* _SET PROBLEM_:
Carry over the data from the line with "segment --target=gold ring" to the line with "M 261 355 L", both included, keeping every request line intact. Add 55 to each coordinate in the answer outlines, leaving the numbers in the requests and their format samples unchanged.

* _ENTRIES PROVIDED_:
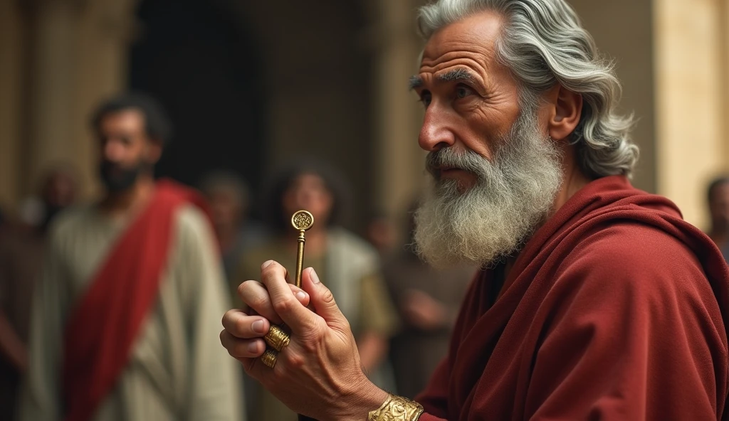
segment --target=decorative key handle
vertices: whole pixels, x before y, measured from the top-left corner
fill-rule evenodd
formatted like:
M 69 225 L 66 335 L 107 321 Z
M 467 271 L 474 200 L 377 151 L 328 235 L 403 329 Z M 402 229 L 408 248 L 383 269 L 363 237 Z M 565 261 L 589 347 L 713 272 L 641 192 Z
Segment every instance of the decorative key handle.
M 301 288 L 301 271 L 304 265 L 304 232 L 314 224 L 314 217 L 306 210 L 297 210 L 291 217 L 291 224 L 299 231 L 299 246 L 296 253 L 296 286 Z

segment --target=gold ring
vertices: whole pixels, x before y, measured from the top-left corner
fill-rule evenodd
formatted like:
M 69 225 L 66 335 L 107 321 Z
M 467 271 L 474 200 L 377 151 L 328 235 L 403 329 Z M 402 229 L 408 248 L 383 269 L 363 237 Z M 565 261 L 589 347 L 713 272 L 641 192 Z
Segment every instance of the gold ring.
M 291 335 L 286 333 L 280 327 L 271 325 L 270 328 L 268 329 L 268 333 L 266 334 L 266 336 L 263 337 L 263 339 L 268 344 L 268 346 L 281 352 L 281 350 L 289 345 L 289 342 L 291 340 Z
M 261 355 L 261 361 L 269 369 L 273 369 L 276 366 L 276 359 L 278 356 L 278 353 L 273 350 L 266 350 L 266 352 Z

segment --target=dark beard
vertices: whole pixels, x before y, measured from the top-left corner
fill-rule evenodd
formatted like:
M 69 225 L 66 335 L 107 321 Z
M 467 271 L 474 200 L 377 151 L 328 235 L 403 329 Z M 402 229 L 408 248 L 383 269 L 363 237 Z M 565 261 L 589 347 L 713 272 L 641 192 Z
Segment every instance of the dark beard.
M 111 193 L 118 193 L 129 189 L 147 165 L 142 161 L 131 168 L 124 168 L 109 161 L 102 161 L 99 165 L 101 182 Z

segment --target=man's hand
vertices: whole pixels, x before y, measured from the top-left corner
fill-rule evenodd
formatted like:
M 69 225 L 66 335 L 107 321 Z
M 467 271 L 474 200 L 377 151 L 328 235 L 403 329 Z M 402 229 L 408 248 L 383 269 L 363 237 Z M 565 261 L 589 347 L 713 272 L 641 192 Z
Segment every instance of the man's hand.
M 282 266 L 269 261 L 262 266 L 262 283 L 241 284 L 238 294 L 252 311 L 225 313 L 221 343 L 291 409 L 320 421 L 367 419 L 388 395 L 362 372 L 349 323 L 313 269 L 303 273 L 303 291 L 286 283 L 286 276 Z M 259 358 L 270 323 L 291 331 L 273 369 Z

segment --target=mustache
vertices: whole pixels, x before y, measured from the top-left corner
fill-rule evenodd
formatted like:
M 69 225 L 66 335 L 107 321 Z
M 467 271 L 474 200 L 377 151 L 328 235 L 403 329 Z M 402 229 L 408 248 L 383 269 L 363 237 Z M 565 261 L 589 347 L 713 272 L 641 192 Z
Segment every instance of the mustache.
M 453 168 L 483 174 L 483 167 L 491 162 L 471 150 L 456 151 L 451 147 L 428 152 L 425 158 L 425 168 L 434 178 L 440 178 L 442 168 Z

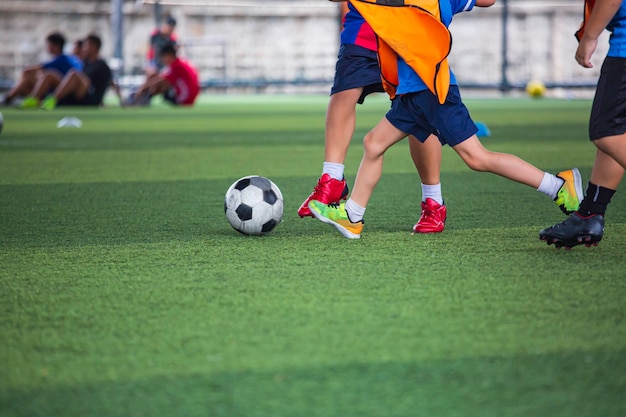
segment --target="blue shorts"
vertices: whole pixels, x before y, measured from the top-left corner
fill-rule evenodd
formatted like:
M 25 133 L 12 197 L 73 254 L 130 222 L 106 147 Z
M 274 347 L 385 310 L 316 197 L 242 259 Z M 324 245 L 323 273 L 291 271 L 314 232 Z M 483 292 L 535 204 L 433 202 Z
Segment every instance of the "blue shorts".
M 345 44 L 339 49 L 335 80 L 330 95 L 353 88 L 363 88 L 359 104 L 363 104 L 368 94 L 385 92 L 380 80 L 376 52 L 362 46 Z
M 589 139 L 626 132 L 626 58 L 607 56 L 589 117 Z
M 435 134 L 442 144 L 455 146 L 478 132 L 456 85 L 450 86 L 444 104 L 429 90 L 399 95 L 386 117 L 395 128 L 420 142 Z

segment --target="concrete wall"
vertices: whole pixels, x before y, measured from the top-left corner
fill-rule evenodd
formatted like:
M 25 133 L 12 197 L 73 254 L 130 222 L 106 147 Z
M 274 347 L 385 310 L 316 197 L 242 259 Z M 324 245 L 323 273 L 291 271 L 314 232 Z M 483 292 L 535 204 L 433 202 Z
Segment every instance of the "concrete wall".
M 327 91 L 337 55 L 339 9 L 319 1 L 275 0 L 274 7 L 252 8 L 162 7 L 177 18 L 182 53 L 199 68 L 203 80 L 321 81 L 318 85 Z M 600 43 L 593 70 L 578 67 L 573 60 L 573 33 L 581 21 L 582 0 L 510 0 L 509 4 L 509 82 L 523 84 L 539 78 L 593 83 L 597 79 L 606 39 Z M 126 74 L 141 74 L 148 34 L 155 27 L 153 11 L 151 5 L 124 2 Z M 25 65 L 45 59 L 43 39 L 52 30 L 65 33 L 69 42 L 96 32 L 104 41 L 103 55 L 110 57 L 114 39 L 110 12 L 109 0 L 1 0 L 0 79 L 15 80 Z M 450 61 L 461 84 L 500 83 L 501 16 L 500 4 L 455 18 Z

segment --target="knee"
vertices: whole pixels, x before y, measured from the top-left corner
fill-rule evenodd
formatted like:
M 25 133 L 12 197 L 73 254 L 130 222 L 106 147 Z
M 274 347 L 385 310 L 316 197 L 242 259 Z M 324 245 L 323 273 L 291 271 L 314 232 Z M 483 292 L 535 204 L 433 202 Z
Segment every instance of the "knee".
M 488 160 L 485 158 L 485 155 L 482 155 L 481 153 L 467 153 L 461 155 L 461 158 L 463 158 L 463 162 L 465 162 L 465 164 L 473 171 L 489 171 L 489 165 L 487 163 Z
M 384 147 L 380 141 L 376 140 L 376 136 L 369 132 L 363 138 L 363 151 L 366 156 L 376 158 L 385 153 Z

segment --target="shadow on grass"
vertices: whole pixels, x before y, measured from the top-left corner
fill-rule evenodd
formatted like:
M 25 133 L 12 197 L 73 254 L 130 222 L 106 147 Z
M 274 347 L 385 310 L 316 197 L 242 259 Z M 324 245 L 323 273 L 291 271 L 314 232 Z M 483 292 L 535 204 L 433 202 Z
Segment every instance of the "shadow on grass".
M 443 175 L 447 230 L 547 225 L 563 218 L 545 196 L 499 177 L 485 181 L 484 175 L 488 174 Z M 300 219 L 296 214 L 310 192 L 311 179 L 275 180 L 285 196 L 285 212 L 272 236 L 332 233 L 315 220 Z M 224 192 L 229 186 L 229 180 L 0 186 L 0 247 L 237 236 L 223 212 Z M 368 207 L 366 232 L 410 231 L 419 218 L 420 196 L 416 175 L 383 176 Z M 512 196 L 523 197 L 518 201 Z M 616 197 L 621 201 L 621 196 Z M 624 221 L 624 215 L 615 213 L 612 221 Z
M 0 391 L 4 417 L 618 417 L 626 351 L 178 375 Z M 85 370 L 86 371 L 86 370 Z M 171 371 L 171 370 L 170 370 Z

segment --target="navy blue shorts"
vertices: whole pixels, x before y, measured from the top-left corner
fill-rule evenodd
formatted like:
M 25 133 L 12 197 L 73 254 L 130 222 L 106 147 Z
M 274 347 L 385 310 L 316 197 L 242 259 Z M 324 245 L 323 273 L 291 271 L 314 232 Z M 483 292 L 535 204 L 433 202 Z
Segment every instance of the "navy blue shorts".
M 435 134 L 442 144 L 455 146 L 478 132 L 456 85 L 450 86 L 444 104 L 439 104 L 429 90 L 396 96 L 386 117 L 394 127 L 420 142 Z
M 371 93 L 384 93 L 376 52 L 362 46 L 345 44 L 339 49 L 335 80 L 330 95 L 353 88 L 363 88 L 359 104 Z
M 589 139 L 626 132 L 626 58 L 607 56 L 589 117 Z

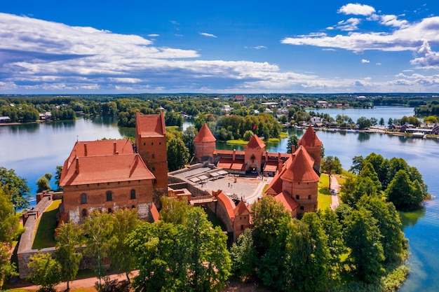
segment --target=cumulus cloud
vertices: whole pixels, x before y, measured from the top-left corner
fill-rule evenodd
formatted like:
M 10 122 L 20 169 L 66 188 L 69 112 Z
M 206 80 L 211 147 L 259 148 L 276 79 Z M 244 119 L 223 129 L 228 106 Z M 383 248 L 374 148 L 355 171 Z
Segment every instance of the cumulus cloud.
M 349 4 L 342 6 L 339 9 L 338 12 L 339 13 L 343 13 L 346 15 L 367 16 L 370 15 L 372 13 L 374 13 L 375 8 L 370 6 L 369 5 L 359 4 L 358 3 L 349 3 Z
M 334 36 L 312 35 L 283 39 L 282 43 L 342 48 L 361 53 L 365 50 L 416 51 L 424 41 L 439 43 L 439 17 L 424 18 L 419 22 L 389 32 L 350 32 Z
M 336 26 L 335 29 L 340 30 L 351 32 L 358 29 L 358 25 L 361 22 L 361 20 L 359 18 L 349 18 L 347 20 L 339 21 Z
M 200 32 L 200 34 L 201 36 L 207 36 L 207 37 L 209 37 L 209 38 L 216 38 L 217 37 L 217 36 L 215 36 L 215 34 L 208 34 L 207 32 Z

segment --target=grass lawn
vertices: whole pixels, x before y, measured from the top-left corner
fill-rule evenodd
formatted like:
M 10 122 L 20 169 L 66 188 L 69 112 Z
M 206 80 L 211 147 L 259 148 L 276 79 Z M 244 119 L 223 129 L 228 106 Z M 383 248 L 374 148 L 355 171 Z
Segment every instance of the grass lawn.
M 55 200 L 47 208 L 40 218 L 32 249 L 44 249 L 55 246 L 55 228 L 56 228 L 56 214 L 59 211 L 61 200 Z
M 329 176 L 326 174 L 320 176 L 318 181 L 318 196 L 317 209 L 325 209 L 329 208 L 332 202 L 331 194 L 329 193 Z

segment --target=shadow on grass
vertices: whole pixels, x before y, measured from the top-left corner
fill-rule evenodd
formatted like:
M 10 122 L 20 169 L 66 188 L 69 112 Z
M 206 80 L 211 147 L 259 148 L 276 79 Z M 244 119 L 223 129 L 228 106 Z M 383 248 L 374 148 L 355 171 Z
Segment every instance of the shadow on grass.
M 55 228 L 56 228 L 56 214 L 59 208 L 46 211 L 41 216 L 35 239 L 32 244 L 33 249 L 55 246 Z

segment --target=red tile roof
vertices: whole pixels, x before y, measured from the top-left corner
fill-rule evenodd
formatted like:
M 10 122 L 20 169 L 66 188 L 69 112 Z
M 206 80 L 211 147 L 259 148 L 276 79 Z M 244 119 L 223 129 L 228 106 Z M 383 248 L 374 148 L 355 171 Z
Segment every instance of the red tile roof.
M 222 192 L 221 192 L 217 197 L 219 203 L 225 208 L 229 218 L 233 220 L 233 218 L 235 218 L 235 212 L 234 211 L 235 203 L 234 203 L 234 201 Z
M 283 180 L 295 182 L 310 183 L 320 180 L 320 177 L 313 168 L 314 160 L 308 154 L 303 146 L 299 146 L 295 153 L 292 162 L 283 169 L 281 178 Z
M 260 148 L 264 148 L 265 147 L 265 144 L 264 144 L 264 142 L 262 142 L 259 137 L 257 137 L 257 135 L 255 134 L 250 139 L 250 141 L 248 141 L 247 145 L 245 145 L 245 147 L 252 149 L 258 147 Z
M 236 159 L 234 160 L 231 158 L 222 157 L 217 166 L 225 169 L 244 170 L 245 162 L 243 159 Z
M 295 201 L 290 195 L 285 192 L 282 192 L 276 197 L 274 200 L 278 202 L 281 202 L 283 204 L 283 207 L 285 210 L 288 210 L 290 212 L 295 210 L 299 207 L 299 203 Z
M 209 127 L 204 123 L 198 134 L 197 134 L 196 137 L 194 139 L 195 142 L 215 142 L 217 141 L 215 137 L 212 134 L 212 132 L 209 129 Z
M 163 137 L 166 134 L 165 117 L 158 115 L 142 115 L 136 113 L 135 130 L 142 137 Z
M 72 161 L 75 157 L 133 153 L 134 153 L 134 149 L 133 148 L 133 144 L 129 139 L 80 141 L 76 141 L 73 146 L 69 160 Z
M 240 215 L 250 215 L 250 210 L 242 200 L 239 201 L 238 206 L 235 208 L 235 217 Z
M 84 156 L 66 160 L 60 186 L 153 179 L 138 154 Z
M 322 141 L 317 137 L 316 131 L 314 131 L 314 129 L 311 126 L 308 127 L 305 134 L 304 134 L 302 138 L 300 138 L 300 140 L 297 142 L 297 145 L 303 145 L 305 146 L 321 146 L 323 144 Z

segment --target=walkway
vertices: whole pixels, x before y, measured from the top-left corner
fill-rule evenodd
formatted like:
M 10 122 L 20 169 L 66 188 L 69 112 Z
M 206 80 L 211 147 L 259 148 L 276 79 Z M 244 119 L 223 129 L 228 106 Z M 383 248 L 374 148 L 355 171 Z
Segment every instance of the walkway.
M 335 210 L 339 207 L 339 193 L 340 191 L 340 185 L 337 180 L 337 177 L 331 175 L 331 190 L 335 190 L 335 193 L 331 195 L 331 209 Z M 332 193 L 332 192 L 331 192 Z

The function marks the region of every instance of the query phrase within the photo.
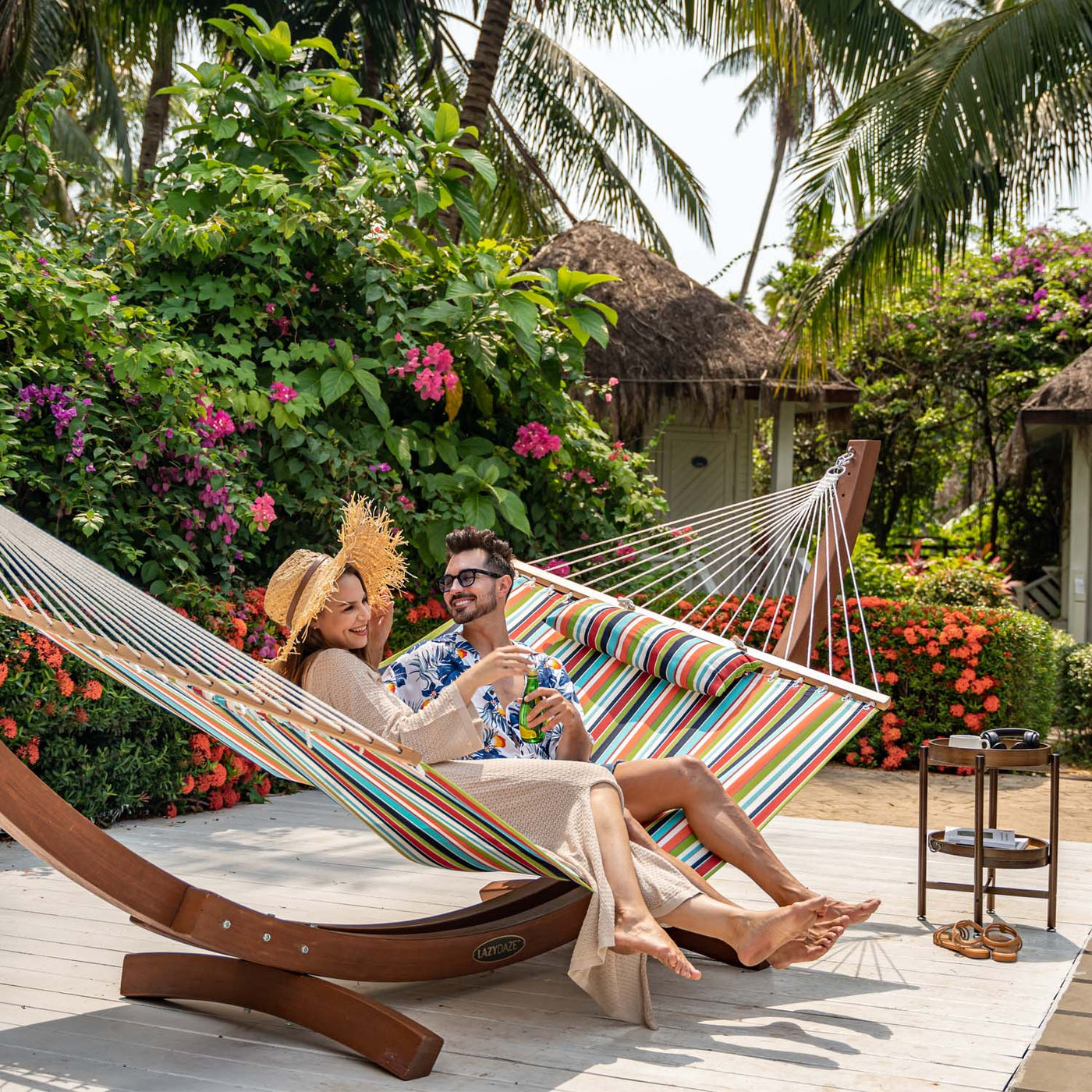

* _CORRECT ANSWER_:
segment --target=gold ring
vertices: whole pixels, x before y, measured from the top-left corner
fill-rule evenodd
formatted like:
M 69 225 L 66 335 L 107 321 Z
M 467 271 L 474 200 L 377 151 L 328 235 L 403 329 Z M 402 229 L 408 248 L 383 269 L 363 237 Z M 565 261 L 589 347 L 713 272 L 641 192 Z
Segment every instance of the gold ring.
M 346 390 L 341 388 L 335 382 L 326 380 L 325 383 L 323 384 L 323 388 L 321 389 L 321 391 L 318 392 L 318 394 L 323 399 L 323 401 L 336 407 L 336 405 L 344 400 L 344 397 L 346 395 Z
M 316 410 L 316 416 L 324 424 L 328 424 L 331 421 L 331 414 L 333 411 L 333 408 L 328 405 L 321 405 L 321 407 Z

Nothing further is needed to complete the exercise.